==== Exercise materials

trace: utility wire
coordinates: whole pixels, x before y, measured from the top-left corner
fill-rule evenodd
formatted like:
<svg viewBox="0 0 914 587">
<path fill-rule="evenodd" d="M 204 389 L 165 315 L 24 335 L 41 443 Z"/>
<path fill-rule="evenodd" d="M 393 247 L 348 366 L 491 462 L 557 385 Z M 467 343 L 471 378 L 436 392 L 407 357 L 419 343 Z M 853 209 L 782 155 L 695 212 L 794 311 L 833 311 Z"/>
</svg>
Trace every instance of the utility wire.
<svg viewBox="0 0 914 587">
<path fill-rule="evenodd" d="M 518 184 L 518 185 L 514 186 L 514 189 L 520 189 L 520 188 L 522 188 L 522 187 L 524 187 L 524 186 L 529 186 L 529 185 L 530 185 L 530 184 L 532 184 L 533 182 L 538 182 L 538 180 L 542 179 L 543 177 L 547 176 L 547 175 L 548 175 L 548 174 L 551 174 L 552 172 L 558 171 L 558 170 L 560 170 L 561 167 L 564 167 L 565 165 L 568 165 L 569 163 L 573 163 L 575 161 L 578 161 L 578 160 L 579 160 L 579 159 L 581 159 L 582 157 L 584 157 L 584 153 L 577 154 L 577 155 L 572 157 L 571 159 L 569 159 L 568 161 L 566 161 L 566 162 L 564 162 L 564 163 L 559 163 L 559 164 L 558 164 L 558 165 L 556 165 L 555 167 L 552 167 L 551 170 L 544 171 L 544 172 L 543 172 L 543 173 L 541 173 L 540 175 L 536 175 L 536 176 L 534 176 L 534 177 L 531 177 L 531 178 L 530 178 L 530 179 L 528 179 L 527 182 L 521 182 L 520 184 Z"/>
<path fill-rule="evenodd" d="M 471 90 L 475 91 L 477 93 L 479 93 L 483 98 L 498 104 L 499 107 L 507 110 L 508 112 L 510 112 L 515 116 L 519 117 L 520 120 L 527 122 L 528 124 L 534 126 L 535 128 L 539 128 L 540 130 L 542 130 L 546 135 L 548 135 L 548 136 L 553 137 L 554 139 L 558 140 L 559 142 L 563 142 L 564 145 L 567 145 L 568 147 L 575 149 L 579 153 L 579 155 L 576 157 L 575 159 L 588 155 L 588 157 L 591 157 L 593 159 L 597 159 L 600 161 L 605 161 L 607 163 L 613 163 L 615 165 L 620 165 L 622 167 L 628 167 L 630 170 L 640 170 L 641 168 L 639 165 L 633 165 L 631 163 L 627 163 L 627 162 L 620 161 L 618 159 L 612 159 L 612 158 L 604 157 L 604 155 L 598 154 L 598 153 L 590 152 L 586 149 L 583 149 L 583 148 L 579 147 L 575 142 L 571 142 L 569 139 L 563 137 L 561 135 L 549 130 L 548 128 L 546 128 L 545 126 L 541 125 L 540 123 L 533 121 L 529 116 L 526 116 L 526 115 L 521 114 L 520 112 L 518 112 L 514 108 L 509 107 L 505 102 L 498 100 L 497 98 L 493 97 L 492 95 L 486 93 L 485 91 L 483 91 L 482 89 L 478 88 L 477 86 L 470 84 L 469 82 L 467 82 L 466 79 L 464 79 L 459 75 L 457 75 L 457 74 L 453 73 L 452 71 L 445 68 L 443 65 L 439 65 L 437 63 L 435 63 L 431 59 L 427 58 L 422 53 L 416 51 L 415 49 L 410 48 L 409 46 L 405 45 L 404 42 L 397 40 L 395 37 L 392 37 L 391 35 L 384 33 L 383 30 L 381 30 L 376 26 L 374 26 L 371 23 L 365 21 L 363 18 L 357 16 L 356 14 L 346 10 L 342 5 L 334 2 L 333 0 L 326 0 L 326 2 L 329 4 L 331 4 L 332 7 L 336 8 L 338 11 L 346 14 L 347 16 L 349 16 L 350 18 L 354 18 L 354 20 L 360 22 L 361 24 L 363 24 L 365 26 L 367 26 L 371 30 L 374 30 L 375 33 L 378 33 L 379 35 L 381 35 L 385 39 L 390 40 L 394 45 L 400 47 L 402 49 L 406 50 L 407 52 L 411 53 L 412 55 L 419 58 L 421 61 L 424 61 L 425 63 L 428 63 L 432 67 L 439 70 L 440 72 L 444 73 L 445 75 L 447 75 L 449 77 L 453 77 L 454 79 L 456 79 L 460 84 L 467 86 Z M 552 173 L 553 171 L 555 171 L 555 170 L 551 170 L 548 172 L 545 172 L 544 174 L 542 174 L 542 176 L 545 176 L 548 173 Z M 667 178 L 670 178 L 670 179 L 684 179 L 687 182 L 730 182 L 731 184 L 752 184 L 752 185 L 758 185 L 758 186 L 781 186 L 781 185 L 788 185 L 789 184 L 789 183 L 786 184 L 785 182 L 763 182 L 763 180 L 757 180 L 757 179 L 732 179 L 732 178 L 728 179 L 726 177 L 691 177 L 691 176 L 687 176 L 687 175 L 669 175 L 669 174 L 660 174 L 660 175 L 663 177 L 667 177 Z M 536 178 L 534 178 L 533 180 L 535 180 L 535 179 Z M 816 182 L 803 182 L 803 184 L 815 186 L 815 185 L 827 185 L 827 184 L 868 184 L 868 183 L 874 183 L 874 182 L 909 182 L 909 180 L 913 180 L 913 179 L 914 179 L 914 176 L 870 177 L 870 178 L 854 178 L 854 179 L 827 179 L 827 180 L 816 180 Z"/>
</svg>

========

Task to carry out: Turn each line of the material above into a numbered list, and leave out any blank lines.

Solution:
1. trace: utility wire
2. coordinates: whole pixels, x before y, measured from the top-left corner
3. fill-rule evenodd
4. formatted like:
5. <svg viewBox="0 0 914 587">
6. <path fill-rule="evenodd" d="M 204 389 L 165 315 L 24 335 L 41 443 Z"/>
7. <path fill-rule="evenodd" d="M 393 247 L 348 366 L 491 462 L 557 385 Z M 467 343 L 471 378 L 436 392 L 407 357 L 419 343 Z M 853 209 L 782 155 L 695 212 L 794 311 L 833 311 Z"/>
8. </svg>
9. Trace every instance of the utility wire.
10. <svg viewBox="0 0 914 587">
11. <path fill-rule="evenodd" d="M 518 184 L 518 185 L 514 186 L 514 189 L 520 189 L 520 188 L 522 188 L 522 187 L 524 187 L 524 186 L 529 186 L 529 185 L 530 185 L 530 184 L 532 184 L 533 182 L 538 182 L 538 180 L 542 179 L 543 177 L 547 176 L 547 175 L 548 175 L 548 174 L 551 174 L 552 172 L 558 171 L 558 170 L 560 170 L 561 167 L 564 167 L 565 165 L 568 165 L 569 163 L 573 163 L 575 161 L 578 161 L 578 160 L 579 160 L 579 159 L 581 159 L 582 157 L 584 157 L 584 153 L 577 154 L 577 155 L 572 157 L 571 159 L 569 159 L 568 161 L 566 161 L 566 162 L 564 162 L 564 163 L 559 163 L 559 164 L 558 164 L 558 165 L 556 165 L 555 167 L 552 167 L 551 170 L 544 171 L 544 172 L 543 172 L 543 173 L 541 173 L 540 175 L 536 175 L 536 176 L 534 176 L 534 177 L 531 177 L 531 178 L 530 178 L 530 179 L 528 179 L 527 182 L 521 182 L 520 184 Z"/>
12. <path fill-rule="evenodd" d="M 471 90 L 475 91 L 477 93 L 479 93 L 483 98 L 498 104 L 499 107 L 507 110 L 508 112 L 510 112 L 515 116 L 519 117 L 520 120 L 527 122 L 528 124 L 534 126 L 535 128 L 539 128 L 540 130 L 542 130 L 546 135 L 548 135 L 548 136 L 553 137 L 554 139 L 558 140 L 559 142 L 563 142 L 564 145 L 567 145 L 568 147 L 575 149 L 579 153 L 579 155 L 576 157 L 575 159 L 588 155 L 588 157 L 591 157 L 593 159 L 597 159 L 600 161 L 605 161 L 607 163 L 613 163 L 615 165 L 620 165 L 622 167 L 628 167 L 630 170 L 640 170 L 641 168 L 639 165 L 633 165 L 631 163 L 627 163 L 627 162 L 620 161 L 618 159 L 612 159 L 612 158 L 604 157 L 604 155 L 598 154 L 598 153 L 590 152 L 586 149 L 583 149 L 583 148 L 579 147 L 575 142 L 571 142 L 569 139 L 563 137 L 561 135 L 549 130 L 548 128 L 546 128 L 545 126 L 541 125 L 540 123 L 533 121 L 529 116 L 526 116 L 526 115 L 521 114 L 520 112 L 518 112 L 514 108 L 509 107 L 505 102 L 498 100 L 497 98 L 493 97 L 492 95 L 486 93 L 485 91 L 483 91 L 482 89 L 478 88 L 477 86 L 470 84 L 469 82 L 467 82 L 466 79 L 464 79 L 459 75 L 457 75 L 457 74 L 453 73 L 452 71 L 445 68 L 443 65 L 439 65 L 437 63 L 435 63 L 431 59 L 427 58 L 422 53 L 416 51 L 415 49 L 410 48 L 409 46 L 405 45 L 404 42 L 397 40 L 395 37 L 392 37 L 391 35 L 384 33 L 383 30 L 381 30 L 376 26 L 374 26 L 371 23 L 365 21 L 363 18 L 357 16 L 356 14 L 346 10 L 342 5 L 334 2 L 333 0 L 326 0 L 326 2 L 329 4 L 331 4 L 332 7 L 336 8 L 338 11 L 346 14 L 347 16 L 349 16 L 350 18 L 354 18 L 354 20 L 360 22 L 361 24 L 363 24 L 365 26 L 367 26 L 371 30 L 374 30 L 375 33 L 378 33 L 379 35 L 381 35 L 385 39 L 390 40 L 394 45 L 400 47 L 402 49 L 406 50 L 407 52 L 411 53 L 412 55 L 419 58 L 421 61 L 424 61 L 425 63 L 428 63 L 432 67 L 439 70 L 440 72 L 444 73 L 445 75 L 447 75 L 449 77 L 453 77 L 454 79 L 456 79 L 460 84 L 467 86 Z M 552 173 L 553 171 L 555 171 L 555 170 L 551 170 L 548 172 L 545 172 L 544 174 L 542 174 L 542 176 L 545 176 L 548 173 Z M 667 178 L 670 178 L 670 179 L 684 179 L 687 182 L 730 182 L 731 184 L 752 184 L 752 185 L 758 185 L 758 186 L 781 186 L 781 185 L 788 185 L 789 184 L 789 183 L 786 184 L 785 182 L 763 182 L 763 180 L 757 180 L 757 179 L 732 179 L 732 178 L 728 179 L 726 177 L 691 177 L 691 176 L 687 176 L 687 175 L 669 175 L 669 174 L 660 174 L 660 175 L 663 177 L 667 177 Z M 536 178 L 534 178 L 533 180 L 535 180 L 535 179 Z M 816 182 L 803 182 L 803 184 L 815 186 L 815 185 L 827 185 L 827 184 L 868 184 L 868 183 L 874 183 L 874 182 L 909 182 L 909 180 L 913 180 L 913 179 L 914 179 L 914 176 L 870 177 L 870 178 L 854 178 L 854 179 L 827 179 L 827 180 L 816 180 Z"/>
13. </svg>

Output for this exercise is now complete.